* Data section:
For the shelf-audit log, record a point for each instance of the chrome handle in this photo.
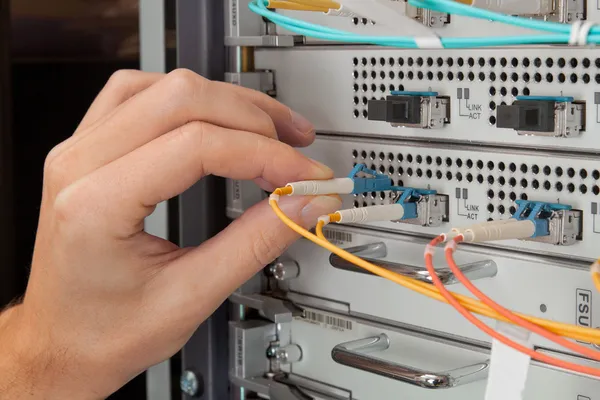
(353, 354)
(372, 253)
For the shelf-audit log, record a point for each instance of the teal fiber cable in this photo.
(325, 33)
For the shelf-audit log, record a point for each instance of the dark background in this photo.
(51, 68)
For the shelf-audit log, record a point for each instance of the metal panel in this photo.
(200, 47)
(491, 180)
(516, 286)
(355, 75)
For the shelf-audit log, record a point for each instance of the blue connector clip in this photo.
(372, 182)
(539, 213)
(409, 199)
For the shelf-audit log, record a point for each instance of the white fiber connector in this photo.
(389, 212)
(342, 12)
(492, 232)
(314, 188)
(458, 231)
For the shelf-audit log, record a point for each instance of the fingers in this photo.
(292, 128)
(121, 86)
(126, 190)
(179, 98)
(241, 250)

* Exercise brief: Pictures stay out, and every line of the records is transcribed exactly.

* Exercise response:
For the shelf-audit log, record a point for each instance of the chrome handle in this photo.
(353, 354)
(372, 253)
For the shelf-audit log, record a point for each instance of the teal fiber cable in this photo.
(325, 33)
For the shelf-audit log, record a point for each instance of the dark background in this photo.
(51, 68)
For the shelf-audit log, record a point for each instance of the metal panel in this photo.
(200, 47)
(491, 180)
(516, 286)
(355, 75)
For the shelf-audit log, record a point for each instance of the blue connector clip in this photo.
(372, 182)
(539, 213)
(409, 199)
For the shelf-audit log, record a point for each instance of the white fiber connector in this photo.
(389, 212)
(342, 12)
(492, 232)
(314, 188)
(458, 231)
For the shelf-audit log, record a point for each instance of the fingers in this photo.
(292, 128)
(121, 86)
(126, 190)
(179, 98)
(241, 250)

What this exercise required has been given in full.